Segment Start: Text block
At no point had anyone suspected that canker sores were the answer. Nobody was even fool enough to write that down.
I paged through these documents sitting on the floor of my bedroom, in front of a white cardboard file box I had commandeered to contain them. Old work files were unhoused to make room. This felt like a regression. The pages began with my infant vaccinations. First well-child checkups. That time I had an infected spider bite in second grade.
As I read them, the person I ached for was my mom: the woman who kept calling, as these pages noted, the one who brought me in every single time, the unseen person behind all these details, trying to make and keep her daughter well.
I was at St. Paul’s in the first place because I had parents who believed, above all, in the education of a girl.
“Mother called again,” reads a note from November 1991. “Child in infirmary. Fever, losing weight. Mrs. C very concerned.”
I contacted Jim Kinney in the New Hampshire attorney general’s office and was told politely that they intended to investigate every case and that they would not overlook mine.
Then, on the Friday before Thanksgiving, Detective Curtin and Lieutenant Ford called again. It was the end of the day in New Hampshire when they rang, and the upcoming holiday had taken from the workweek its momentum and its obligations. The timing of their call was worrisome. Didn’t they want to get started on their weekend, head out, head home?
Ford spoke first. “I’ve never seen anything like this.”
I hovered patiently. “What’s happened?”
Though they had been severed from my case, Detective Curtin and Lieutenant Ford had been called to present their early findings to the attorney general’s office. It had not gone well. “They called us in,” he explained. “It felt like the Inquisition. We almost felt like we were the suspects. I’ve been doing this for twenty-five years and it’s the most difficult experience I’ve had in that time.”
Segment End: Text block
Segment Start: Material provided
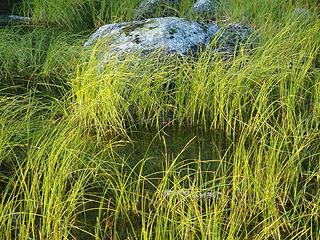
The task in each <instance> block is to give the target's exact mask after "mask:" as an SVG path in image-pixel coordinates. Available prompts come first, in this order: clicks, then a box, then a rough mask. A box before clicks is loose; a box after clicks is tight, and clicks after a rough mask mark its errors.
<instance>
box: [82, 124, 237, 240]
mask: <svg viewBox="0 0 320 240" xmlns="http://www.w3.org/2000/svg"><path fill="white" fill-rule="evenodd" d="M129 137H130V139H131V140H132V143H128V144H127V145H125V146H122V147H119V148H118V150H117V151H116V152H117V157H118V158H119V159H121V161H122V162H123V161H124V160H125V161H126V162H127V164H128V166H127V168H126V170H125V172H126V173H127V172H130V171H134V172H136V174H139V171H140V169H141V162H143V170H142V175H144V176H146V177H147V178H148V179H149V181H150V183H152V184H150V186H148V185H146V186H144V188H145V190H144V191H145V192H149V191H150V192H154V191H155V186H157V185H158V184H159V182H160V181H161V179H162V177H163V174H164V172H165V171H166V169H168V167H169V166H170V164H172V163H173V162H174V161H175V165H176V166H177V169H176V170H175V171H176V174H177V175H178V176H181V177H184V176H186V175H187V174H189V175H190V171H196V170H197V169H199V167H200V168H201V172H203V175H205V176H204V179H203V180H204V181H206V180H208V181H210V180H212V178H213V177H214V175H215V174H216V171H218V168H219V166H220V167H221V163H222V160H221V159H222V158H223V155H224V154H225V153H226V152H228V149H229V147H230V146H231V142H232V141H231V139H230V138H229V137H228V136H226V134H225V133H224V132H223V131H221V130H207V131H206V130H205V129H204V128H195V127H177V126H168V127H164V128H163V129H161V130H158V129H156V128H153V129H148V130H146V129H143V130H135V131H132V132H131V133H130V134H129ZM121 161H120V162H121ZM224 164H225V163H224ZM220 170H221V169H220ZM196 176H197V175H196V174H195V177H196ZM189 181H190V179H188V180H186V182H185V185H184V186H182V187H185V188H188V187H189V186H188V184H190V182H189ZM181 184H182V185H183V184H184V181H181ZM168 187H169V188H170V186H168ZM96 207H98V206H96ZM90 208H94V206H90ZM128 214H130V213H128ZM97 215H98V213H97V211H90V212H87V213H86V215H85V216H83V217H81V218H80V219H79V221H80V223H81V225H82V226H84V228H85V229H87V231H88V232H92V233H93V232H94V231H93V230H94V226H95V225H96V224H97V222H96V220H97ZM126 217H128V216H126ZM126 217H125V218H126ZM130 218H131V217H130ZM132 220H133V221H135V223H136V224H137V232H136V233H137V234H138V232H139V221H140V220H139V217H138V218H137V219H135V217H134V216H132ZM125 221H126V220H124V222H122V223H118V226H119V225H120V226H123V227H122V228H121V227H120V229H123V230H124V232H122V233H121V232H119V233H117V234H118V235H119V236H121V237H124V238H125V236H127V234H128V233H127V232H126V231H127V229H130V228H131V227H130V226H127V224H128V223H126V222H125ZM109 234H110V233H109ZM76 235H77V236H78V238H77V239H83V240H84V239H91V238H90V236H89V235H88V234H85V233H83V232H81V233H80V232H79V233H77V234H76ZM92 239H93V238H92ZM107 239H108V238H107Z"/></svg>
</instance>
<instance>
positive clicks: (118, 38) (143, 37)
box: [85, 17, 220, 55]
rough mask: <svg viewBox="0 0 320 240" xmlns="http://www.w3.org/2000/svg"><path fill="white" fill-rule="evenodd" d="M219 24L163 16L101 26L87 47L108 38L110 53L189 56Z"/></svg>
mask: <svg viewBox="0 0 320 240" xmlns="http://www.w3.org/2000/svg"><path fill="white" fill-rule="evenodd" d="M219 29H220V28H219V26H218V25H217V24H202V23H197V22H192V21H189V20H186V19H183V18H177V17H163V18H153V19H146V20H140V21H133V22H124V23H116V24H108V25H105V26H102V27H100V28H99V29H98V30H97V32H95V33H94V34H93V35H92V36H91V37H90V38H89V40H88V41H87V42H86V43H85V47H88V46H91V45H93V44H94V43H95V42H97V41H98V40H100V41H101V40H104V39H106V40H107V39H108V40H109V41H110V44H109V45H108V48H109V50H108V54H109V55H110V54H113V53H119V52H120V53H121V52H122V53H128V52H141V53H142V54H148V53H151V52H154V51H156V50H163V51H164V52H166V53H167V54H179V55H186V54H188V53H190V52H195V51H197V50H198V49H199V48H203V47H205V46H207V45H208V44H209V42H210V40H211V38H212V37H213V36H214V35H215V34H216V33H217V32H218V31H219Z"/></svg>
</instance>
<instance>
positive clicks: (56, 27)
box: [0, 0, 320, 240]
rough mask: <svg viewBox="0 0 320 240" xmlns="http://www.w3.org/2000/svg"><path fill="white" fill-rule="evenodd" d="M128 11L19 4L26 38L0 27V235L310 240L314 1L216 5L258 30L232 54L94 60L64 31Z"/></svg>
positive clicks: (166, 238) (81, 238)
mask: <svg viewBox="0 0 320 240" xmlns="http://www.w3.org/2000/svg"><path fill="white" fill-rule="evenodd" d="M138 2H139V1H123V2H122V1H102V0H101V1H91V0H86V1H84V0H77V1H74V2H72V4H70V2H67V1H51V0H50V1H28V2H27V1H25V2H24V4H23V5H24V6H22V7H21V9H22V10H23V11H25V12H26V13H27V12H29V13H30V14H33V16H34V23H35V24H37V25H35V26H33V28H34V29H27V27H26V26H24V27H15V28H11V27H6V28H2V29H0V33H1V34H0V79H1V85H0V86H1V89H0V239H104V238H105V237H106V236H107V235H108V236H109V237H110V239H221V240H225V239H230V240H232V239H261V240H262V239H292V240H294V239H311V240H316V239H318V238H319V235H320V228H319V226H320V225H319V224H320V223H319V216H320V200H319V199H320V190H319V189H320V186H319V182H320V181H319V180H320V167H319V166H320V165H319V160H320V158H319V154H320V148H319V143H318V142H319V137H320V135H319V117H320V98H319V96H320V85H319V79H320V70H319V46H320V36H319V29H320V25H319V21H318V19H317V16H316V14H315V12H316V10H317V8H316V7H315V4H316V2H315V1H309V2H308V3H305V4H304V3H302V2H299V3H293V2H289V3H288V4H287V3H284V2H283V1H278V0H268V1H265V2H263V3H260V4H258V3H256V2H253V1H251V2H249V1H247V2H243V1H241V2H240V1H230V2H229V3H228V2H227V1H223V4H222V5H221V9H220V10H219V11H221V12H220V13H219V14H223V13H224V14H225V15H226V18H225V20H227V21H228V22H229V21H230V22H232V21H235V20H243V21H245V22H247V23H250V24H251V25H252V26H253V27H255V30H256V32H257V33H256V35H255V36H253V37H254V39H255V41H256V42H255V44H254V48H252V46H246V45H243V46H241V48H240V49H239V52H238V53H237V54H235V55H233V56H228V57H226V56H221V54H217V53H214V50H213V49H214V47H215V44H216V41H215V40H214V41H213V42H212V44H211V46H209V47H208V49H206V50H205V51H202V52H200V55H199V56H198V57H197V58H194V57H184V58H182V57H168V58H164V57H163V55H161V53H155V54H153V55H150V56H149V57H148V58H141V56H138V55H127V56H125V57H124V56H113V57H111V58H109V59H108V60H107V59H104V61H101V57H102V56H103V53H102V52H101V48H102V47H106V46H107V44H106V43H98V44H97V45H96V46H94V47H93V48H91V49H88V48H87V49H83V48H82V45H83V42H84V39H85V38H87V35H86V34H84V33H81V34H78V33H73V34H70V31H71V30H72V31H75V32H76V31H78V30H84V29H86V28H87V27H88V26H91V27H98V26H100V25H101V24H104V23H108V22H117V21H125V20H131V19H132V18H133V16H134V12H133V11H132V10H133V6H135V5H136V4H138ZM183 4H185V5H182V6H181V9H180V8H179V9H176V11H177V15H181V16H186V17H190V16H189V15H188V14H189V13H188V11H187V10H186V9H187V8H188V7H189V5H190V2H187V1H184V3H183ZM186 6H188V7H186ZM295 7H310V8H311V11H310V16H309V17H308V18H306V17H305V16H302V17H301V16H300V17H295V12H294V9H295ZM191 17H192V16H191ZM222 19H223V18H221V19H220V20H222ZM39 25H40V26H41V25H42V26H41V27H40V26H39ZM44 26H50V27H51V28H49V29H45V28H44ZM29 27H30V26H29ZM84 36H85V37H84ZM99 44H102V45H99ZM103 44H104V45H103ZM18 87H19V88H20V90H21V89H22V90H21V91H16V88H18ZM56 88H57V89H59V90H58V91H59V94H56V93H55V92H53V91H51V90H52V89H56ZM154 129H156V131H154ZM170 129H184V130H185V131H187V132H188V131H189V130H190V134H189V135H183V134H180V135H179V134H178V135H174V134H173V133H172V131H171V130H170ZM194 129H203V130H201V131H204V132H205V133H206V134H209V135H210V136H212V138H208V137H204V135H202V134H201V133H199V131H200V130H199V131H198V130H197V131H193V130H194ZM139 131H143V132H146V133H148V132H149V131H150V133H149V135H151V136H149V138H146V139H145V138H144V137H141V139H140V136H141V135H139ZM179 141H180V142H179ZM177 142H179V144H177ZM201 144H202V145H201ZM208 152H210V154H208ZM206 194H207V195H206ZM199 196H207V198H206V197H202V198H201V199H199Z"/></svg>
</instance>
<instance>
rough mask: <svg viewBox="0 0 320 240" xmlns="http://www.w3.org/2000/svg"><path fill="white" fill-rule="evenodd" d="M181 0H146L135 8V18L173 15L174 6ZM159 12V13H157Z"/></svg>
mask: <svg viewBox="0 0 320 240" xmlns="http://www.w3.org/2000/svg"><path fill="white" fill-rule="evenodd" d="M180 1H181V0H144V1H143V2H141V3H140V4H139V5H138V6H137V7H136V9H135V10H134V14H135V16H134V17H135V19H144V18H153V17H155V16H157V15H158V16H159V15H160V16H161V17H166V16H171V15H173V11H172V8H174V6H175V5H176V4H178V3H180ZM157 12H158V14H157Z"/></svg>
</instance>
Segment End: Material provided
◆ **Activity 1**
Please decide whether each statement below agrees with the memoir passage, answering yes or no and quoting the words from the passage that settle it.
(a) The note from November 1991 says the child had a fever.
(b) The narrator read the documents sitting at a desk.
(c) The call from Detective Curtin and Lieutenant Ford came on the Friday before Thanksgiving.
◆ **Activity 2**
Answer these questions from the memoir passage.
(a) What did the narrator have in second grade?
(b) Whom did the narrator contact in the New Hampshire attorney general's office?
(c) What held the documents the narrator paged through?
The records aren't needed for anything asked here.

◆ **Problem solution 1**
(a) Yes: "Child in infirmary. Fever, losing weight."
(b) No: "sitting on the floor of my bedroom"
(c) Yes: "on the Friday before Thanksgiving, Detective Curtin and Lieutenant Ford called again."

◆ **Problem solution 2**
(a) An infected spider bite.
(b) Jim Kinney.
(c) A white cardboard file box.